» PROVIDED TEXT:
************

Fiona Glaser [Wed, 5 Aug 2009 00:46:33 +0000 (17:46 -0700)]
Macroblock-tree ratecontrol
On by default; can be turned off with --no-mbtree.
Uses a large lookahead to track temporal propagation of data and weight quality accordingly.
Requires a very large separate statsfile (2 bytes per macroblock) in multi-pass mode.
Doesn't work with b-pyramid yet.
Note that MB-tree inherently measures quality different from the standard qcomp method, so bitrates produced by CRF may change somewhat.
This makes the "medium" preset a bit slower. Accordingly, make "fast" slower as well, and introduce a new preset "faster" between "fast" and "veryfast".
All presets "fast" and above will have MB-tree on.
Add a new option, --rc-lookahead, to control the distance MB tree looks ahead to perform propagation analysis.
Default is 40; larger values will be slower and require more memory but give more accurate results.
This value will be used in the future to control ratecontrol lookahead (VBV).
Add a new option, --no-psy, to disable all psy optimizations that don't improve PSNR or SSIM.
This disables psy-RD/trellis, but also other more subtle internal psy optimizations that can't be controlled directly via external parameters.
Quality improvement from MB-tree is about 2-70% depending on content.
Strength of MB-tree adjustments can be tweaked using qcompress; higher values mean lower MB-tree strength.
Note that MB-tree may perform slightly suboptimally on fades; this will be fixed by weighted prediction, which is coming soon.
Fiona Glaser [Tue, 4 Aug 2009 03:52:30 +0000 (20:52 -0700)]
Various 1-pass VBV tweaks
Make predictors have an offset in addition to a multiplier.
This primarily fixes issues in sources with lots of extremely static scenes, such as anime and CGI.

************

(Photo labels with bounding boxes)

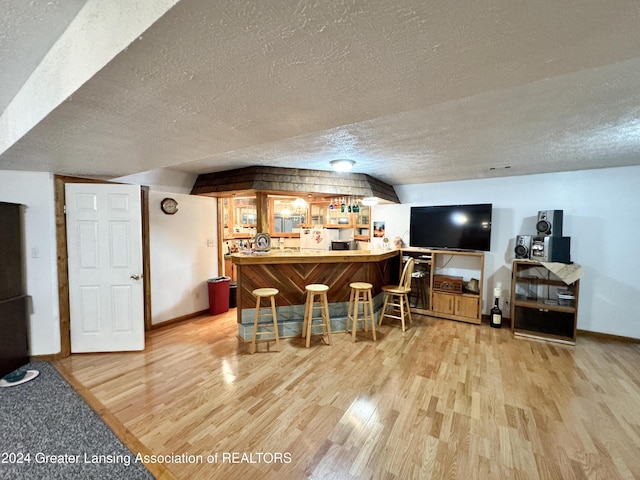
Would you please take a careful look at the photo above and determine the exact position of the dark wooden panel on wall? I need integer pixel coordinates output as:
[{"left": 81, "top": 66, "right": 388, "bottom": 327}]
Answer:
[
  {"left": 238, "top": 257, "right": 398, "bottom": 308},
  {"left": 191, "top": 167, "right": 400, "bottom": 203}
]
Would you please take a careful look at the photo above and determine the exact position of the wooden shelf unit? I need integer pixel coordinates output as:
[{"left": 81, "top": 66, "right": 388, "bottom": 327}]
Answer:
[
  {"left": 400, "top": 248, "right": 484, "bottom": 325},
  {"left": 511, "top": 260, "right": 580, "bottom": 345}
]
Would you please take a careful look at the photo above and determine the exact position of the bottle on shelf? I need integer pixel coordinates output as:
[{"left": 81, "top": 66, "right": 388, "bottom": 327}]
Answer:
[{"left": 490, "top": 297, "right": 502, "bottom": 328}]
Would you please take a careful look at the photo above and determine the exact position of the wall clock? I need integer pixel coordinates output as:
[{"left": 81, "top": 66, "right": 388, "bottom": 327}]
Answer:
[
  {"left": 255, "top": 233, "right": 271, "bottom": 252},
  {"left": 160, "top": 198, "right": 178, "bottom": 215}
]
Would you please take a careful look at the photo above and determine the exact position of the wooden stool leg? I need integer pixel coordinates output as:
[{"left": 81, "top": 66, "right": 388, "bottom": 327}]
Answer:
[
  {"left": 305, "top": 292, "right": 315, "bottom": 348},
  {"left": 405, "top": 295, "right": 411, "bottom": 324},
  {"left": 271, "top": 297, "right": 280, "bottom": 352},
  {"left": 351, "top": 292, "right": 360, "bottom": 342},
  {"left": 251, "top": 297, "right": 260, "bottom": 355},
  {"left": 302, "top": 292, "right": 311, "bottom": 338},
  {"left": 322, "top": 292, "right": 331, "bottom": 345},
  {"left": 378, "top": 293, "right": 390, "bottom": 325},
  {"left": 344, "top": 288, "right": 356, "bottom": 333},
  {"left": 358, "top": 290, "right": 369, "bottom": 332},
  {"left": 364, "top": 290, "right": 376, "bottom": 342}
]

************

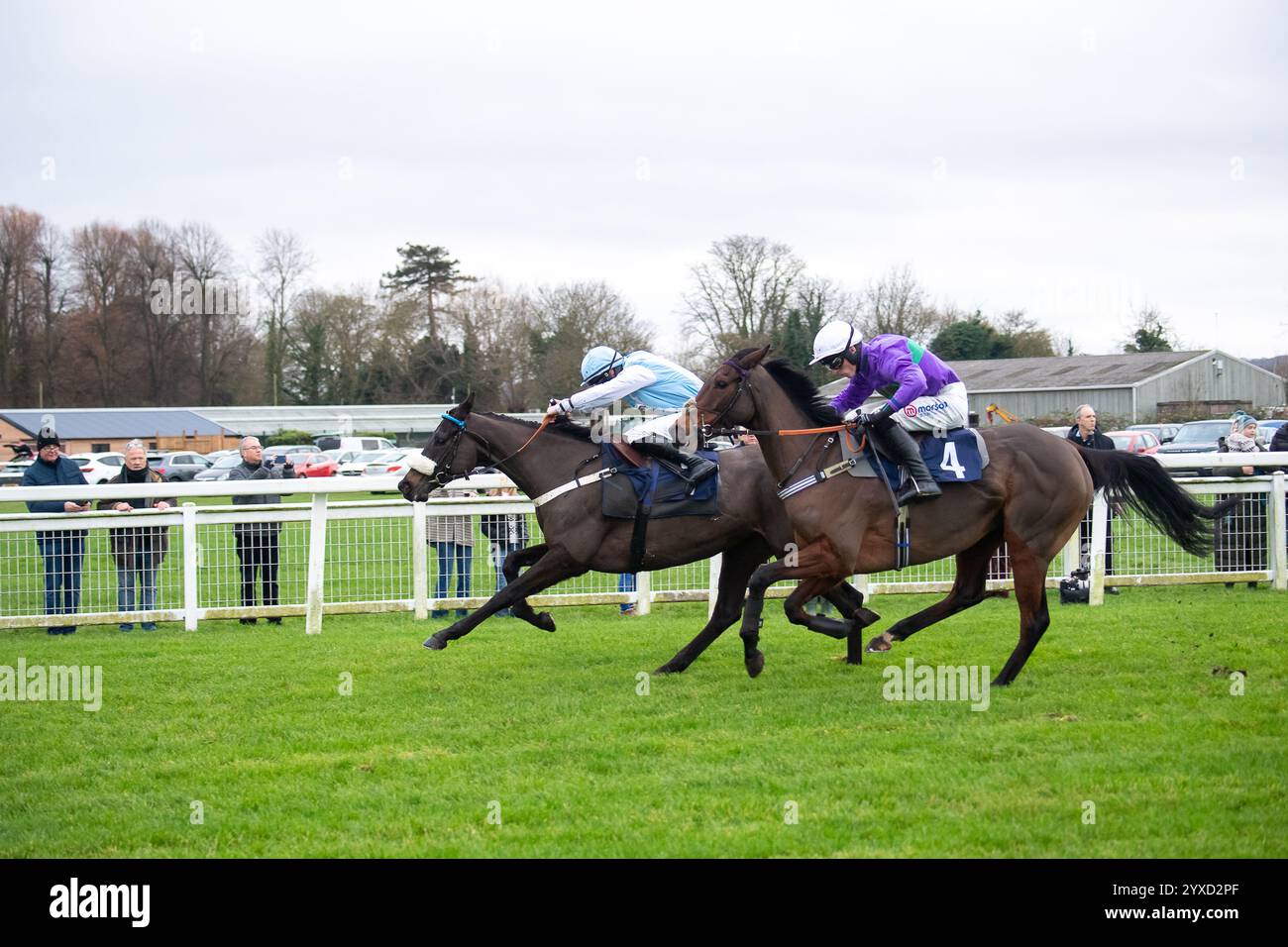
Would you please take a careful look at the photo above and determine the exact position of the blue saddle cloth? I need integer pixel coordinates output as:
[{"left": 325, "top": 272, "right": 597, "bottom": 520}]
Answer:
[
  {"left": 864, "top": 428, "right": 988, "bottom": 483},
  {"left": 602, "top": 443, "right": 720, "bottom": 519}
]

************

» THE TASKS:
1. Answer these questions from the ratecontrol change notes:
(a) What is the default value of --rc-lookahead?
(b) How large is the separate statsfile per macroblock in multi-pass mode?
(c) Which kinds of sources do the 1-pass VBV tweaks mainly fix issues in?
2. Write a continuation of the ratecontrol change notes, picking up right after their final line.

» ANSWERS:
1.
(a) 40
(b) 2 bytes per macroblock
(c) Sources with lots of extremely static scenes, such as anime and CGI

2.
We tried linear regressions, but they were very unreliable as predictors.
Also allow VBV to be slightly more aggressive in raising QPs to avoid not having enough bits left in some situations.
Up to 1db improvement on some clips.
15% faster refine_bidir_satd, 10% faster refine_bidir_rd (or less with trellis=2)
re-roll a loop (saves 44KB code size, which is the cause of most of this speed gain)
don't re-mc mvs that haven't changed
Faster bidir_rd plus some bugfixes
Cache chroma MC during refine_bidir_rd and use both the luma and chroma caches to skip MC in macroblock_encode.
Fix incorrect call to rd_cost_part; refine_bidir_rd output was incorrect for i8>0.
Remove some redundant clips.
~12% faster refine_bidir_rd.
Add QPRD support as subme=10
Refactor trellis lambda selection to be done in analyse_init instead of in trellis.
This will allow for more easy adaption of lambda later on; for now it allows constant lambda across variable QPs.
QPRD is only available with adaptive quantization enabled and generally improves SSIM and visual quality.
Additionally, weight the SSD values from RD based on the relative QP offset for chroma; helps visually at high QPs where chroma has a lower QP than luma.
This fixes some visual artifacts created by QPRD at high QPs.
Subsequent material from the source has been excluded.